→ **Task directions**
Turn every line of the records below into a numbered list, and leave out any blank lines.

→ **Records for processing**

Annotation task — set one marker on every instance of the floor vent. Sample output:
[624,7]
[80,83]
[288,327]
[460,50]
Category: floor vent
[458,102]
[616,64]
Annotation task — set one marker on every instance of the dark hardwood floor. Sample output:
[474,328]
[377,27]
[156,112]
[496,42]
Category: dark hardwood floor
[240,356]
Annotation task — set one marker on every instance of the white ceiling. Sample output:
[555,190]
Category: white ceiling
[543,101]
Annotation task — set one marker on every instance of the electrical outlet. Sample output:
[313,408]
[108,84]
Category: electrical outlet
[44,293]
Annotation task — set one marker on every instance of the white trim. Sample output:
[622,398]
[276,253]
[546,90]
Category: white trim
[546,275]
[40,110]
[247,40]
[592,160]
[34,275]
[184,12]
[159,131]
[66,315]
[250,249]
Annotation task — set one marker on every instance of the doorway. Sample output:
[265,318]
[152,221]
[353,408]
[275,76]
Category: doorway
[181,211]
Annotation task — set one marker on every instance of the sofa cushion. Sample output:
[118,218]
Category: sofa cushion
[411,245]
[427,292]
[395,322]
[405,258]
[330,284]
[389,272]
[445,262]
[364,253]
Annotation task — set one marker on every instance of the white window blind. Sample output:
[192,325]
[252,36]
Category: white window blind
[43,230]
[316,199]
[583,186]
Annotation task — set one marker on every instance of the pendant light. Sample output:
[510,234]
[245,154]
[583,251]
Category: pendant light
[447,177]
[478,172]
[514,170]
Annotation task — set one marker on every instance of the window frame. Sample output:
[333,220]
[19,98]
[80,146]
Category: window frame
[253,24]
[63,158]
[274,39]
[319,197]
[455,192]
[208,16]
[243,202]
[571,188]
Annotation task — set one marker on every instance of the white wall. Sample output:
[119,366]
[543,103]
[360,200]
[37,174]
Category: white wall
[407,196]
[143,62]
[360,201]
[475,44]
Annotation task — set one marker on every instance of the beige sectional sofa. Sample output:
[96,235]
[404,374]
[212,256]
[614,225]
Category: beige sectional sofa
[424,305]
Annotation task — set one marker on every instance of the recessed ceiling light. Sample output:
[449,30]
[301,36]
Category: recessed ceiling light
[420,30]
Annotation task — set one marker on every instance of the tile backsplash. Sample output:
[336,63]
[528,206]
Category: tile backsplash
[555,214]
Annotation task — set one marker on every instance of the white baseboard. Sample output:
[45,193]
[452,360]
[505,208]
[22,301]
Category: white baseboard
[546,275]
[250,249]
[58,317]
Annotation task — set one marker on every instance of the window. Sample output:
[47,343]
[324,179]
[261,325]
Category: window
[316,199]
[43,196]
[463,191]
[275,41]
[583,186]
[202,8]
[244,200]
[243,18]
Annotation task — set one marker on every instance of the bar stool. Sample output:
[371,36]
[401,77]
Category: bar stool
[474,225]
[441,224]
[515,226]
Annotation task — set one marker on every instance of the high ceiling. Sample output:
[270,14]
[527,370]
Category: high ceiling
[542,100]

→ **Result for this task**
1. Annotation task — set one marker on every instance of the floor vent. Sample output:
2. [624,7]
3. [80,83]
4. [288,327]
5. [460,50]
6. Category: floor vent
7. [458,102]
8. [616,64]
9. Annotation task — set one marker on every instance of the dark hardwood floor. Sample output:
10. [474,328]
11. [377,27]
12. [156,112]
13. [496,42]
14. Category: dark hardwood floor
15. [240,356]
16. Annotation task — set one marker on every instance of the white ceiling. Sample output:
17. [555,190]
18. Category: white ceiling
19. [543,101]
20. Annotation task — set one marker on every instance of the electrical outlet. Sample output:
21. [313,408]
22. [108,84]
23. Category: electrical outlet
24. [44,293]
25. Annotation task — set one marker on every instance of the white trim. Sample output:
26. [622,398]
27. [276,253]
28. [546,90]
29. Category: white trim
30. [546,275]
31. [40,110]
32. [247,40]
33. [592,160]
34. [34,275]
35. [184,12]
36. [159,131]
37. [66,315]
38. [250,249]
39. Annotation task — set one marker on every instance of the doorway. Sample output:
40. [265,318]
41. [152,221]
42. [353,408]
43. [275,76]
44. Category: doorway
45. [181,211]
46. Annotation task — set one marker on every instance of the sofa cushion. Sample output:
47. [118,218]
48. Category: sofa cushion
49. [411,245]
50. [427,292]
51. [395,322]
52. [405,258]
53. [330,284]
54. [389,272]
55. [445,262]
56. [364,253]
57. Annotation task — set one marker on every instance of the white window blind. Sample output:
58. [192,325]
59. [252,36]
60. Category: white window blind
61. [43,230]
62. [316,199]
63. [583,186]
64. Annotation task — set one marker on every instance of the pendant light. Sample output:
65. [510,234]
66. [245,154]
67. [583,251]
68. Category: pendant light
69. [447,177]
70. [478,172]
71. [514,170]
72. Annotation task — set one marker on every instance of the window frame. Sample output:
73. [333,220]
74. [19,98]
75. [80,146]
76. Category: window frame
77. [253,24]
78. [63,158]
79. [274,39]
80. [319,197]
81. [455,192]
82. [208,16]
83. [243,202]
84. [571,188]
85. Annotation task — set one marker on every instance of the white wall. Sample output:
86. [119,366]
87. [543,103]
88. [360,200]
89. [37,174]
90. Category: white wall
91. [407,196]
92. [143,62]
93. [360,201]
94. [475,44]
95. Annotation task — set one marker on every instance of the beige sectional sofa. Sample output:
96. [96,235]
97. [404,374]
98. [212,256]
99. [614,225]
100. Category: beige sectional sofa
101. [424,305]
102. Annotation task — set one marker on every instance of the recessed ceiling light. Sample output:
103. [449,30]
104. [301,36]
105. Category: recessed ceiling light
106. [420,30]
107. Annotation task — set one marker on every instance of the tile backsplash. Sample output:
108. [336,63]
109. [528,206]
110. Category: tile backsplash
111. [555,214]
112. Annotation task — set one marker on every instance of the white baseboard. Sample output:
113. [45,193]
114. [452,360]
115. [505,208]
116. [22,301]
117. Category: white baseboard
118. [546,275]
119. [250,249]
120. [58,317]
121. Annotation task — set one marker on every instance of the window. Sample output:
122. [47,343]
123. [324,179]
124. [261,325]
125. Category: window
126. [316,199]
127. [43,196]
128. [463,191]
129. [275,41]
130. [583,186]
131. [202,8]
132. [244,200]
133. [243,18]
134. Annotation task — set one marker on every instance of the bar stool. Sample output:
135. [371,36]
136. [401,77]
137. Category: bar stool
138. [474,225]
139. [441,224]
140. [515,226]
141. Annotation task — set one marker on every instance of the high ceiling. Sample output:
142. [270,14]
143. [527,370]
144. Category: high ceiling
145. [542,100]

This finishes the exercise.